Texto selecionado ::
- - - - -
A Pessoa e Obra do Espírito Santo (357)

6.4.8.5. A Unidade e a nossa responsabilidade

6.4.8.5.1. Um esforço intenso e perseverante (Ef 4.3)

Paulo diz algo revelador a respeito da unidade cristã: Esforçando-vos diligentemente(Spouda/zw) por preservar a unidade do Espírito no vínculo da paz”(Ef 4.3).

Analisemos um pouco essa palavra: Os verbos spouda/zw[1] e speu/dw,[2] o substantivo spoudh/,[3] o advérbio spoudai/wj[4] e o adjetivo spoudai=oj[5] significam “correr”, “apressar-se”, “fazer todo o esforço e empenho possível”, “urgenciar”, “ser zeloso, diligente”, “esforço” e “aplicação”. Denota uma diligência que se esforça por fazer todo o possível para alcançar o seu objetivo. O particípio presente aponta na direção de nossa responsabilidade de mantermos esta atitude constantemente.

 Paulo se vale dessa palavra para se referir ao empenho que devemos sustentar para preservar a unidade do Espírito na Igreja. Stott chamou-me a atenção para as palavras de Markus Barth (1915-1994) ao comentar essa passagem:

Dificilmente se pode traduzir com exatidão a urgência contida no verbo grego subjacente. Não somente pressa e paixão, como também um esforço total do homem integral está em mira, envolvendo a sua vontade, o seu sentimento, a sua razão, a sua força física, e a sua atitude total. O modo imperativo do particípio que se acha no texto grego exclui a passividade, o quietismo, uma atitude de ‘vamos ver como fica’, ou uma diligência temperada por uma velocidade bem deliberada. A iniciativa é sua! Faça-o agora! Seja sincero! Você deve fazê-lo! Estou sendo sério! Estas são as implicações do versículo 3.[6]

6.4.8.5.2. Preservar a unidade do Espírito (Ef 4.3)

1) O Sentido de “preservar”

A palavra traduzida por “preservar” é thre/w tem o sentido de guardar com um propósito ou, por um tempo determinado (At 25.21;1Pe 1.4; 2Pe 2.4,9,17; 3.7). A ideia é de manter seguro, preso.[7] Paulo nos exorta a fazer todo o esforço possível para conservar, preservar a unidade do Espírito.

Concluindo este tópico, devemos notar que é essa palavra que Paulo associa com o esforço diligente: esforçai-vos diligentemente por conservar, preservar, segurar….O quê? Isso é alvo de nosso próximo tópico.

2) “A Unidade do Espírito” (Ef 4.3)

Conforme vimos, Paulo acrescenta: “Do Espírito”,indicando que a unidade cristã procede, é gerada pelo Espírito.

Jesus Cristo diz ao Pai que transmitiu a sua glória aos seus discípulos para que eles fossem aperfeiçoados(tele/iow)[8] na unidade” (Jo 17.23). Na realidade, para que fossem aperfeiçoados na condição de um, tendo o Pai e Filho como modelo (Jo 17.22). Ele já se referira ao Pai dizendo: “Eu e o Pai somos um” (Jo 10.30).  Nesta oração, Jesus Cristo usara este verbo (tele/iow) para descrever a concretização de sua missão (Jo 17.4/Jo 19.28[9]).
- - - - -
Trechos do material ::
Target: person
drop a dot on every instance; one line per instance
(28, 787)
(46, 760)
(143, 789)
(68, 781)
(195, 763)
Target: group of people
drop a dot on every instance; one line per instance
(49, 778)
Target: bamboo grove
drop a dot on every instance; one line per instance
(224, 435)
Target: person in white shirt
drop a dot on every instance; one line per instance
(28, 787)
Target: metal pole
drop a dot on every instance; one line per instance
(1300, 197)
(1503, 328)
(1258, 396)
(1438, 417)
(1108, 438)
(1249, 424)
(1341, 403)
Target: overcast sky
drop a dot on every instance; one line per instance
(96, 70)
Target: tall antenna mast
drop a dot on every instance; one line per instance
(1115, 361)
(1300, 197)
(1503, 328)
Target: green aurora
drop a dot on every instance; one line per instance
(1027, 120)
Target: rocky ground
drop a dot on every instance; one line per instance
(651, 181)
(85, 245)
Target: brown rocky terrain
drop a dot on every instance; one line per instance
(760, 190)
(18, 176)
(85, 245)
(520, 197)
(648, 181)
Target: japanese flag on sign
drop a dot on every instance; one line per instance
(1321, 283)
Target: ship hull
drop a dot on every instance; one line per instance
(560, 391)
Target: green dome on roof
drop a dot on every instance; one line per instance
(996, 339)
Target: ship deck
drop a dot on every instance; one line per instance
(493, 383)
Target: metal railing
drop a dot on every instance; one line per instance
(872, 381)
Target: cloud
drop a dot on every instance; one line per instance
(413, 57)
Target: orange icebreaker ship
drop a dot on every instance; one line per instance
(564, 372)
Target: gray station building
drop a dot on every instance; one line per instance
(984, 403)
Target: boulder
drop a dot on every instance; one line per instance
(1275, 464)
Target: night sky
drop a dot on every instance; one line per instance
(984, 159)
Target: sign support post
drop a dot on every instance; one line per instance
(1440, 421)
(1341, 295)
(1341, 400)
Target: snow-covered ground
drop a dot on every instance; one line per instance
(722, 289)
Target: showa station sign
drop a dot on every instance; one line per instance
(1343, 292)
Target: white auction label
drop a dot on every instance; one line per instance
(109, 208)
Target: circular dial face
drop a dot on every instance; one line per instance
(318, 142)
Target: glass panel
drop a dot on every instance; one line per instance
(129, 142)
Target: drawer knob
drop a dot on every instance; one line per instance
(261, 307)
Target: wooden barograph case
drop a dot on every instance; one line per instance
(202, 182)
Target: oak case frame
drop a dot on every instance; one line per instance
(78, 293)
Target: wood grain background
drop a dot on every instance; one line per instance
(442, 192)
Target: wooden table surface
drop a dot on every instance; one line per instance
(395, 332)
- - - - -
Enunciado do problema ::
Diga se cada afirmação a seguir concorda com o texto selecionado, respondendo sim ou não e citando literalmente as palavras do texto que decidem a questão.
(a) A palavra traduzida por “preservar” significa guardar com um propósito ou por um tempo determinado.
(b) Markus Barth chamou a atenção do autor para as palavras de Stott.
(c) A unidade cristã é gerada pela Igreja.

Resolução do problema ::
(a) Sim: “tem o sentido de guardar com um propósito ou, por um tempo determinado”.
(b) Não: “Stott chamou-me a atenção para as palavras de Markus Barth (1915-1994)”.
(c) Não: “indicando que a unidade cristã procede, é gerada pelo Espírito”.